Task description ▸ Pick out every line in the records below that contains the word "stripe" and copy each of those lines.

Stored data ▸
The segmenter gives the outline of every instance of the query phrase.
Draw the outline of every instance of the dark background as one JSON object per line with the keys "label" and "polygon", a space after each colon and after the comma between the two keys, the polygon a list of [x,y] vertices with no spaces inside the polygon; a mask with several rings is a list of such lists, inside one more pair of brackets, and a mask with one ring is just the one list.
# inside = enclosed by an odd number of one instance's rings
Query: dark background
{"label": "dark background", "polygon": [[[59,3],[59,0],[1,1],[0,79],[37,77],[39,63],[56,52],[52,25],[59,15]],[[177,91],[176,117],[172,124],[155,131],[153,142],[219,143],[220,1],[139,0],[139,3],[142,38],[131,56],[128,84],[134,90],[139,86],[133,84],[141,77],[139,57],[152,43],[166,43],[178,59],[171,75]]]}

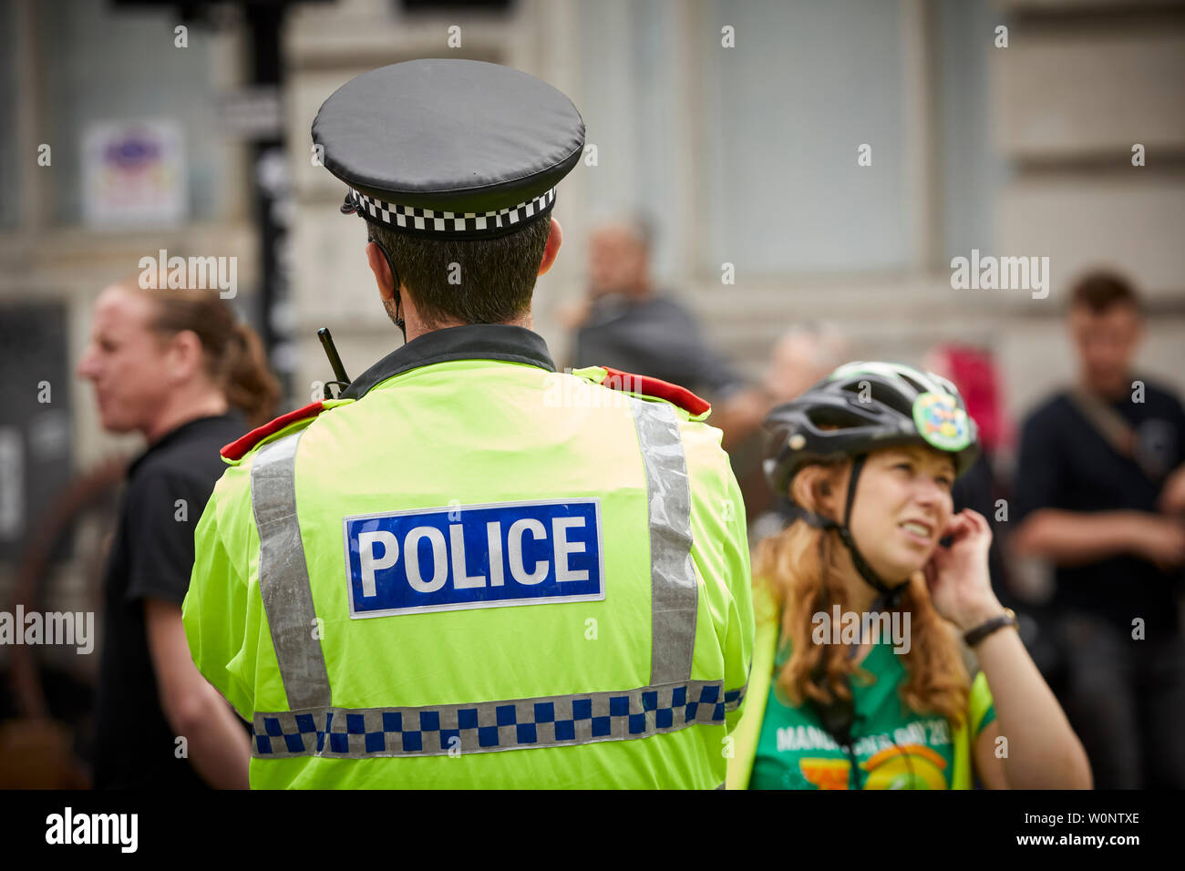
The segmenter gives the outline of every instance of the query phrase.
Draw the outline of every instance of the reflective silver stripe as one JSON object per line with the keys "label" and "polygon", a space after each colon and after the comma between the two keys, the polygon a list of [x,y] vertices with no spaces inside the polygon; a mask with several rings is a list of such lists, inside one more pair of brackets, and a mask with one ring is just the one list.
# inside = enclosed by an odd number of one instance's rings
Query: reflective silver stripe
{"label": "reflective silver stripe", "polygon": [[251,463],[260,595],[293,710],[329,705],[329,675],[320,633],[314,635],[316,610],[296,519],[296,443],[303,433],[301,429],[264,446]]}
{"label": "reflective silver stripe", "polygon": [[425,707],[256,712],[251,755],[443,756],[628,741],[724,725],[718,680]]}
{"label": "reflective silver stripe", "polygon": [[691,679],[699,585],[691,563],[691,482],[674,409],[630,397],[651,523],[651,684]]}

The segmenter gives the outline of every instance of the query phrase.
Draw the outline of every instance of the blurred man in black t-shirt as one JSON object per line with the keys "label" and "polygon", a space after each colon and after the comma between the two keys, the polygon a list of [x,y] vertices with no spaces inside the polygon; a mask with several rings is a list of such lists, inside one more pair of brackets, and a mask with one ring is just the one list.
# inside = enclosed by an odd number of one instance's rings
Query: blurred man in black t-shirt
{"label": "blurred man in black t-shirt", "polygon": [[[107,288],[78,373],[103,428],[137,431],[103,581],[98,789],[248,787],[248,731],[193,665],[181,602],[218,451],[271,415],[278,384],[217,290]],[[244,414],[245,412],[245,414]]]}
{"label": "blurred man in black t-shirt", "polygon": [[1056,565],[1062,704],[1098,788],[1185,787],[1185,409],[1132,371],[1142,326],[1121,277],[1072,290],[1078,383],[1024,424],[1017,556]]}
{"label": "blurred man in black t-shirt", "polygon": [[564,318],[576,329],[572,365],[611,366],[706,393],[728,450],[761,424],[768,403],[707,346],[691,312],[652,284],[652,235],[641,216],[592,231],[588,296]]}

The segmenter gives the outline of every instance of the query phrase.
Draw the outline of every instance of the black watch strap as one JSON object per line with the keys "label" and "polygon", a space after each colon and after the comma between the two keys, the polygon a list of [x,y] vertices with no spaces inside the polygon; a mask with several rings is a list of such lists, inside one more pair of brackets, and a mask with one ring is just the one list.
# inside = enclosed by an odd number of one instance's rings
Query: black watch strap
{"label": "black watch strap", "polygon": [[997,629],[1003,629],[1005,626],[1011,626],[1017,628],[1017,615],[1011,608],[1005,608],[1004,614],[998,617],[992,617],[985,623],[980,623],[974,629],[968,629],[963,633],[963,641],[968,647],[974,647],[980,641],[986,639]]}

---

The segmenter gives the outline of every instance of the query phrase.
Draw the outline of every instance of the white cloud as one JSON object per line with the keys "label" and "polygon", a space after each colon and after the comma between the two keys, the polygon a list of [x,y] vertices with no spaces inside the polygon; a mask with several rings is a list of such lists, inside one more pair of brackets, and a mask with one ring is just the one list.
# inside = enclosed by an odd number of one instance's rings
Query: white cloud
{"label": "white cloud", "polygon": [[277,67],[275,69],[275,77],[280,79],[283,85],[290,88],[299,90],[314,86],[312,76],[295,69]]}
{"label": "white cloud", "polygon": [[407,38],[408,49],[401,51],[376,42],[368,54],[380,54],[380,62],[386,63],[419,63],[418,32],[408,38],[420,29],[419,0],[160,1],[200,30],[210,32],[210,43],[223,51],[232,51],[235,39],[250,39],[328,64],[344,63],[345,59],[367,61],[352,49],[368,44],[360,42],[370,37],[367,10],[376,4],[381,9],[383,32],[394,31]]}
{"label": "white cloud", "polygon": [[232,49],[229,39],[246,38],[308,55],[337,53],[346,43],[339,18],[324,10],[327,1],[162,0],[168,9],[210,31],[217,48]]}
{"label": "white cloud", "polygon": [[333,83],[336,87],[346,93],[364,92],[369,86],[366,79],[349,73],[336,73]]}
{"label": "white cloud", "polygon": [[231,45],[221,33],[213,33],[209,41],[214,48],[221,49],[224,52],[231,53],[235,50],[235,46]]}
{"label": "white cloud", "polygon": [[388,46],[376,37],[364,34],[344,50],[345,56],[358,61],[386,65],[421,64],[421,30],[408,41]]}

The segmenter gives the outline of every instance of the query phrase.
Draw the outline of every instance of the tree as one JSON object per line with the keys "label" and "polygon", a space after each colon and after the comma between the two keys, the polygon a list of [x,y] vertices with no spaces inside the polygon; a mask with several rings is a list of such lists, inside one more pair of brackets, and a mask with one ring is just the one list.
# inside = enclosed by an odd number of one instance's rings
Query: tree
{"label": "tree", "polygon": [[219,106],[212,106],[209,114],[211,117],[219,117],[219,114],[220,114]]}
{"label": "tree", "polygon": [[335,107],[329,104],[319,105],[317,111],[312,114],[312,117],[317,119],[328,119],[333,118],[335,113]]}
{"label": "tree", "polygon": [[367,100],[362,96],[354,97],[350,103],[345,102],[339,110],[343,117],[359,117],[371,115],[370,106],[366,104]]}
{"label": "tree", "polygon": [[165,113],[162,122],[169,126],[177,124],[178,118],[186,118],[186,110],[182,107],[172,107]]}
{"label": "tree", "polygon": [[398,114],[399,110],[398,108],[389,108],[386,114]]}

Task result ▸
Draw the outline of every instance of the reflective silver stripe as one JSON object per line with the keys "label" and "polygon", a space after each colon and after the comma between the two keys, the polygon a list of [x,y] vertices with no spaces inside the polygon; a mask with several rings is a list of such lists, inside one more pair of brackets, and a mask with one ring is just the one list.
Query: reflective silver stripe
{"label": "reflective silver stripe", "polygon": [[251,463],[260,595],[293,710],[329,705],[329,675],[320,633],[314,635],[316,610],[296,519],[296,443],[303,433],[301,429],[264,446]]}
{"label": "reflective silver stripe", "polygon": [[425,707],[256,712],[251,755],[443,756],[628,741],[724,725],[718,680]]}
{"label": "reflective silver stripe", "polygon": [[691,679],[699,585],[691,563],[691,482],[674,409],[630,397],[651,523],[651,684]]}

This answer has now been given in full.